其中 Table Type: MANAGED_TABLE 表示此为内部表。内部表是什么?有内部表就有外部表。具体有什么区别吗?
答:
外部表和内部表的区别
删除的时候,内部表是一并删除hive中的元数据和hdfs的数据
外部表只删除hive的元数据,hdfs中的不会删除。

外部表

建表sql

先导入/root/data_psn.txt数据到hdfs中
#hdfs dfs -put /root/data_psn.txt /usr/hive/data_psn
注意 : 这里的location定位的是hdfs的目录路径,不是linux的文件路径

create EXTERNAL table test_data_psn1
(
id int,
name string,
likes array<string>,
address map<string,string>
)
row format DELIMITED 
FIELDS TERMINATED BY ',' 
COLLECTION ITEMS TERMINATED BY '-'
MAP KEYS TERMINATED BY ':'
location '/usr/hive/data_psn'
;
查看外部表
hive> desc formatted test_data_psn1;
OK
# col_name            	data_type           	comment             
	 	 
id                  	int                 	                    
name                	string              	                    
likes               	array<string>       	                    
address             	map<string,string>  	                    
	 	 
# Detailed Table Information	 	 
Database:           	default             	 
Owner:              	root                	 
CreateTime:         	Fri Apr 05 03:12:31 CST 2019	 
LastAccessTime:     	UNKNOWN             	 
Protect Mode:       	None                	 
Retention:          	0                   	 
Location:           	hdfs://mycluster/usr/hive/data_psn	 
Table Type:         	EXTERNAL_TABLE      	 
Table Parameters:	 	 
	COLUMN_STATS_ACCURATE	false               
	EXTERNAL            	TRUE                
	numFiles            	0                   
	numRows             	-1                  
	rawDataSize         	-1                  
	totalSize           	0                   
	transient_lastDdlTime	1554405151          
	 	 
# Storage Information	 	 
SerDe Library:      	org.apache.hadoop.hive.serde2.lazy.LazySimpleSerDe	 
InputFormat:        	org.apache.hadoop.mapred.TextInputFormat	 
OutputFormat:       	org.apache.hadoop.hive.ql.io.HiveIgnoreKeyTextOutputFormat	 
Compressed:         	No                  	 
Num Buckets:        	-1                  	 
Bucket Columns:     	[]                  	 
Sort Columns:       	[]                  	 
Storage Desc Params:	 	 
	colelction.delim    	-                   
	field.delim         	,                   
	mapkey.delim        	:                   
	serialization.format	,                   
Time taken: 0.31 seconds, Fetched: 38 row(s)

::::

**操作说明**:
1) 把这段关于 Hive 内外部表的文字中从“# Storage Information”到“Fetched: 38 row(s)”之间的部分照原文写出来,首尾两处都要包括在内。
2) 根据这段关于 Hive 内外部表的文字回答:
(a) 删除内部表时,会一并删除哪些内容?
(b) 建表语句里的 location 定位的是哪种路径?
(c) 查看外部表时,Table Type 一项显示的是什么?
作答时只能依据这段关于 Hive 内外部表的文字。

**所给数据**:

::::

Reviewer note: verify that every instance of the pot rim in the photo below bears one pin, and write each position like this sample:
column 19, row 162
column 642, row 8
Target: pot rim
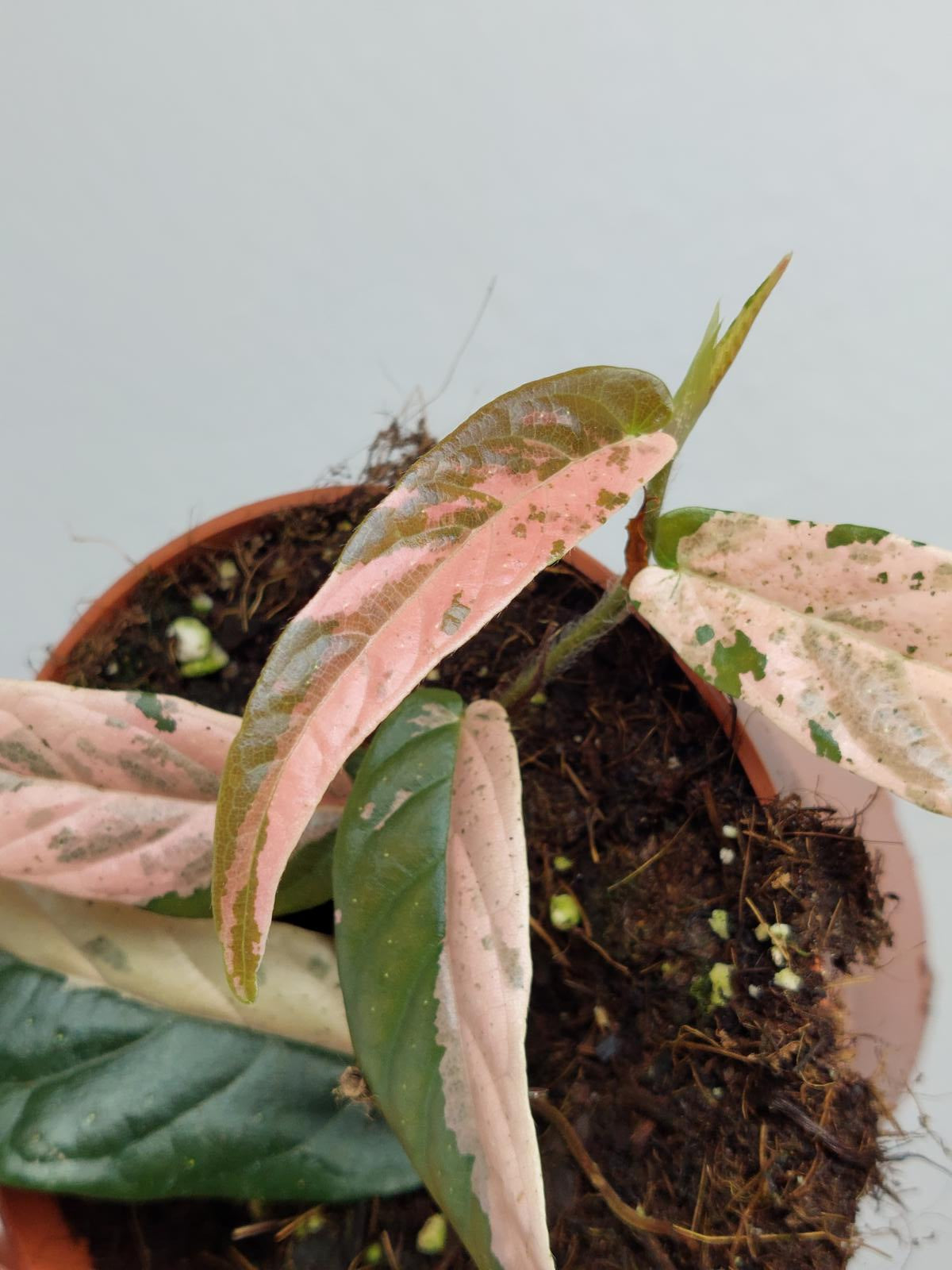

::::

**各题答案**:
1)
# Storage Information	 	 
SerDe Library:      	org.apache.hadoop.hive.serde2.lazy.LazySimpleSerDe	 
InputFormat:        	org.apache.hadoop.mapred.TextInputFormat	 
OutputFormat:       	org.apache.hadoop.hive.ql.io.HiveIgnoreKeyTextOutputFormat	 
Compressed:         	No                  	 
Num Buckets:        	-1                  	 
Bucket Columns:     	[]                  	 
Sort Columns:       	[]                  	 
Storage Desc Params:	 	 
	colelction.delim    	-                   
	field.delim         	,                   
	mapkey.delim        	:                   
	serialization.format	,                   
Time taken: 0.31 seconds, Fetched: 38 row(s)

2)
(a) hive 中的元数据和 hdfs 的数据。
(b) hdfs 的目录路径,不是 linux 的文件路径。
(c) EXTERNAL_TABLE。